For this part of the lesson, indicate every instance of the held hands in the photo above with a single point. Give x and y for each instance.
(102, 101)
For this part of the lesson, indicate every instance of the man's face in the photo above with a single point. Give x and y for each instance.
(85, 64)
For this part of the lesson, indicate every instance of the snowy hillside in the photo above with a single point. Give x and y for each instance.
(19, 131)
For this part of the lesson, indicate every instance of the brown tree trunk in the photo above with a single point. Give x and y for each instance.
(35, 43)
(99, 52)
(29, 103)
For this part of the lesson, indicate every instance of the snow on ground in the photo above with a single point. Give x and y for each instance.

+ + + +

- **What is expected**: Rescale the records above by rewriting every line of them, including the wording that precedes each answer. Multiply each x and y coordinate in the answers by 0.65 and round it to the nearest whole number, rounding halves up.

- **Finished exercise**:
For this part of the lesson, indicate every instance of the held hands in the photo above with a single point. Give x and y for each instance.
(66, 66)
For this part of the lesson, indicate every instance of the man's face in the photo above with a single point. Give x and y for each instance.
(55, 42)
For this part of the lesson, indicate every instance of the snowy hillside in the photo above with a single point. Give x and y for each instance.
(12, 85)
For this part of the lesson, indicate every instance of the brown tree trunk in the photo above with a single point. Give x and y for each instance.
(23, 28)
(64, 34)
(19, 67)
For this part of the lesson, indicate every instance of the snow on ground in the photo above with a single point. Give x and y for each instance.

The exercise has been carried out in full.